# [DIRECTIONS]
Starting with the line that contains "Task: mark the white" and stopping after the line that contains "Task: mark the swimmer's face", copy the entries below exactly. Include nothing else.

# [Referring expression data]

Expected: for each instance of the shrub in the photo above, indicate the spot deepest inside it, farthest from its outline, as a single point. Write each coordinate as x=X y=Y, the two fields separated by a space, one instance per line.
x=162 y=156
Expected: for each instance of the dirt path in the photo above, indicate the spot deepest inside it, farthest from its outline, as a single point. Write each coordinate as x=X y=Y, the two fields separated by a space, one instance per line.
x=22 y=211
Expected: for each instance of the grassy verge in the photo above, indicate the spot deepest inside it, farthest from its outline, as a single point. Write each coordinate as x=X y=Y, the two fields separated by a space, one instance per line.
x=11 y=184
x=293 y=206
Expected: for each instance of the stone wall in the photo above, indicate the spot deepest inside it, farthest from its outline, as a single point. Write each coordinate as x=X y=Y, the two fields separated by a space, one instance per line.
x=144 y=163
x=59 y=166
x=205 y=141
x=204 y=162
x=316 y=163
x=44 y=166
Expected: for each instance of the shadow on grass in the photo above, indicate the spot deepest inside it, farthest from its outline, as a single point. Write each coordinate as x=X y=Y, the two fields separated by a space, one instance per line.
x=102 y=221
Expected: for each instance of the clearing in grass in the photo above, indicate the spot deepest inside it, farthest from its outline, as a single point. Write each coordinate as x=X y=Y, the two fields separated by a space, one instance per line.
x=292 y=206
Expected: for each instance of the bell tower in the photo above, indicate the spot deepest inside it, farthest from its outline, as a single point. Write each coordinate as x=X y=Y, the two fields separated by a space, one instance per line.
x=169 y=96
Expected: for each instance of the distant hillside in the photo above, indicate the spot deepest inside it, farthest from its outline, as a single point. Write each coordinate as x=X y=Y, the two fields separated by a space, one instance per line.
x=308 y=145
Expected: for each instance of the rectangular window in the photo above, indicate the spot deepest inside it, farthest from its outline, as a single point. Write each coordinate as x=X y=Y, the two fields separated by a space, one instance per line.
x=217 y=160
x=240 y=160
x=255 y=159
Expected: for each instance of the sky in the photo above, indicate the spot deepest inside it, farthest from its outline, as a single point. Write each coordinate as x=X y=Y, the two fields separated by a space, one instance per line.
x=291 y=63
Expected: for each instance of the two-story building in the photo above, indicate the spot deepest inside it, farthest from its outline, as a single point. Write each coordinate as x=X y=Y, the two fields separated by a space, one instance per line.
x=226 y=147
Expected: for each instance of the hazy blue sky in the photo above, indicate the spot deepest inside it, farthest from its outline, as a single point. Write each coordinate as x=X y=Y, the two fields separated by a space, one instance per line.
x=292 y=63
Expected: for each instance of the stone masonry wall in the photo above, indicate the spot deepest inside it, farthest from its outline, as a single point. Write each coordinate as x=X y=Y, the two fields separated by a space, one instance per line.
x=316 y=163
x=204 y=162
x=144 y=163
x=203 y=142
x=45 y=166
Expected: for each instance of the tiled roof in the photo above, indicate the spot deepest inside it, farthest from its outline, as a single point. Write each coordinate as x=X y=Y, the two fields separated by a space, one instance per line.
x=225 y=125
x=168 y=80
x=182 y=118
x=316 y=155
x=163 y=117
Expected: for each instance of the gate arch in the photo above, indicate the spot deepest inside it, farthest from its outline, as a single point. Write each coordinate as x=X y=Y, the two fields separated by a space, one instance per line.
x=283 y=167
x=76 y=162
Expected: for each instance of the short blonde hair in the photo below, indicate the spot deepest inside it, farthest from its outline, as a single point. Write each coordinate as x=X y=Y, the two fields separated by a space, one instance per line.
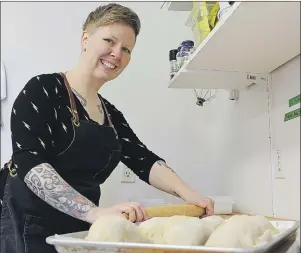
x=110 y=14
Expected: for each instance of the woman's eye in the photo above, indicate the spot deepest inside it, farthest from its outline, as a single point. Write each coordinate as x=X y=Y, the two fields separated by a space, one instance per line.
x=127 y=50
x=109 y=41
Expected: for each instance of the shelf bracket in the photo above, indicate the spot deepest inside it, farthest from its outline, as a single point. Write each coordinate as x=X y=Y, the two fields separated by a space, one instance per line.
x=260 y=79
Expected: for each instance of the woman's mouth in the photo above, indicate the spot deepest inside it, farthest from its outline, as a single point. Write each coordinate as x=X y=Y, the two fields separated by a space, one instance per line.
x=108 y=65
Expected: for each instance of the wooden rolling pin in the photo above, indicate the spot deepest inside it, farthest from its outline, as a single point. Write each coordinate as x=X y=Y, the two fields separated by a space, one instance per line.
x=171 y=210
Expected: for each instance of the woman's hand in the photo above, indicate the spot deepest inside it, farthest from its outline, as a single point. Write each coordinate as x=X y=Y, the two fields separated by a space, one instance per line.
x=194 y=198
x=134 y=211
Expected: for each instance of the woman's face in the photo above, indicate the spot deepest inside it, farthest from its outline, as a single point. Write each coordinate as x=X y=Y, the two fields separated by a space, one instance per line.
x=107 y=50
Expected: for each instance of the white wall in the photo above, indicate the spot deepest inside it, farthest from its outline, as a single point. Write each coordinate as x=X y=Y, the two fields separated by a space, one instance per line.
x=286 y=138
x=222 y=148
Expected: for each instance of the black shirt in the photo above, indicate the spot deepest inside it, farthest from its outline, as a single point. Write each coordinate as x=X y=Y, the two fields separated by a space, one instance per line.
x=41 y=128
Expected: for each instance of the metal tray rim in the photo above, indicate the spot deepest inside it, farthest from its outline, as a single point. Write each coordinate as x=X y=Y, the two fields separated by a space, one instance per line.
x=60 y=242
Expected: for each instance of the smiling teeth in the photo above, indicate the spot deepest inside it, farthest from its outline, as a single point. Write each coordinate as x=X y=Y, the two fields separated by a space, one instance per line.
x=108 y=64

==

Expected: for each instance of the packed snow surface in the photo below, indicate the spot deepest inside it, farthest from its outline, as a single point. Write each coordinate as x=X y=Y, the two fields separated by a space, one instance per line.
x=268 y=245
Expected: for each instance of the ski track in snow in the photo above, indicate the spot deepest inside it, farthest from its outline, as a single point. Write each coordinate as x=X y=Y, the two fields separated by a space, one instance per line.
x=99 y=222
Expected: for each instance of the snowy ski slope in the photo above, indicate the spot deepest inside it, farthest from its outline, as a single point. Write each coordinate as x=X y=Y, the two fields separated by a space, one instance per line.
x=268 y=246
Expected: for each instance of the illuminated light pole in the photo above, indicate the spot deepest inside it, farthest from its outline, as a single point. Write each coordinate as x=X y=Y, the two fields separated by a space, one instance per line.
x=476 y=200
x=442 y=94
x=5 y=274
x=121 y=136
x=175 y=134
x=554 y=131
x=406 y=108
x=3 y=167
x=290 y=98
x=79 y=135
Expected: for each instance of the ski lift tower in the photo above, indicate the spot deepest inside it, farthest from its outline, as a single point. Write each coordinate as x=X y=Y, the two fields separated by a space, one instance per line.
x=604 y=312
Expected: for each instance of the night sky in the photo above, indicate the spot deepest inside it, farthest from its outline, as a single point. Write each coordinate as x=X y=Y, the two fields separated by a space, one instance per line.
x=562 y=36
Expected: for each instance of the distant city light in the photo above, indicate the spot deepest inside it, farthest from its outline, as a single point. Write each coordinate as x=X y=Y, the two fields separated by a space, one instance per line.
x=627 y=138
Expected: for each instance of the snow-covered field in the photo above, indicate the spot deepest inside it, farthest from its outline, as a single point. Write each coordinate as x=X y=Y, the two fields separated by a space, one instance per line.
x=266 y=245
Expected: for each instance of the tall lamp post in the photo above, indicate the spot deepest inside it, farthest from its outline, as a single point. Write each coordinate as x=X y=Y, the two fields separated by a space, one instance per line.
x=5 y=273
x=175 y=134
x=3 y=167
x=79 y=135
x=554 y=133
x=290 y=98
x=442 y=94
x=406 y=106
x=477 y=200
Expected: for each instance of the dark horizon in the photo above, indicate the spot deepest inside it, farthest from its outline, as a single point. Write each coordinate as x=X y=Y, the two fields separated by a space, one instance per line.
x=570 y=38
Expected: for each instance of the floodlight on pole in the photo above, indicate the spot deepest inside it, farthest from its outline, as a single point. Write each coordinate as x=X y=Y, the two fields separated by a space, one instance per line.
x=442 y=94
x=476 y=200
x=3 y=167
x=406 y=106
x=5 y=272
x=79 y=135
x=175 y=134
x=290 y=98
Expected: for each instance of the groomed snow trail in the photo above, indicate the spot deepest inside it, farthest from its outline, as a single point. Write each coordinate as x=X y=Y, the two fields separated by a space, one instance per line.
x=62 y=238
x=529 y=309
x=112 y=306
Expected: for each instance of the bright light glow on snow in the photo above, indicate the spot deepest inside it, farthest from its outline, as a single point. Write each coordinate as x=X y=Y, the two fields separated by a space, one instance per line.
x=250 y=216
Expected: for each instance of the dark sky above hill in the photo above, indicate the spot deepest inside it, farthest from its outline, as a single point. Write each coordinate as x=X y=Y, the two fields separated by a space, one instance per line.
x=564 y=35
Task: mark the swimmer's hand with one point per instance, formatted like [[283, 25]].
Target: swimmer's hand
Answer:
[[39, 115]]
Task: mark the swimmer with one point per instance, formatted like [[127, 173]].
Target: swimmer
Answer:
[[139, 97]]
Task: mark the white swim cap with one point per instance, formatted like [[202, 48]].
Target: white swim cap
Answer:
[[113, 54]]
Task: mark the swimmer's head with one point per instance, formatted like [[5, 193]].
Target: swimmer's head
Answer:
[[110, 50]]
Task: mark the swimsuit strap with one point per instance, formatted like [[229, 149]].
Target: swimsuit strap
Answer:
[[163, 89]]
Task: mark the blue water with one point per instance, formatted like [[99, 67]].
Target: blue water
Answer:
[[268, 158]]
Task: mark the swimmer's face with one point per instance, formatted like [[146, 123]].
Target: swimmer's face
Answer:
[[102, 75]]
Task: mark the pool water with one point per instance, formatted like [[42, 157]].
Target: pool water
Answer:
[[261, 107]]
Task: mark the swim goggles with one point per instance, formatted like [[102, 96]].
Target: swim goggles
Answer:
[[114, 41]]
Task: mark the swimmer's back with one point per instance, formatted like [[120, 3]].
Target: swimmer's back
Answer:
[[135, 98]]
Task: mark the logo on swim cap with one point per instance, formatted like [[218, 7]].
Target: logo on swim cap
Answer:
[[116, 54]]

# [ANSWER TO THE PROBLEM]
Task: mark the white swim cap with one point per instance, formatted like [[202, 48]].
Target: white swim cap
Answer:
[[113, 54]]
Task: mark the swimmer's head with one point per instance, formatted like [[5, 193]].
Target: swimmer's head
Answer:
[[110, 50]]
Task: mark the swimsuit strap with one point per instance, formatted like [[229, 149]].
Target: swimsuit strap
Answer:
[[163, 89]]
Task: mark the blue water with one point per instance, formatted like [[99, 67]].
Target: blue water
Answer:
[[268, 158]]
Task: mark the swimmer's face with one point per instance, formatted like [[146, 123]].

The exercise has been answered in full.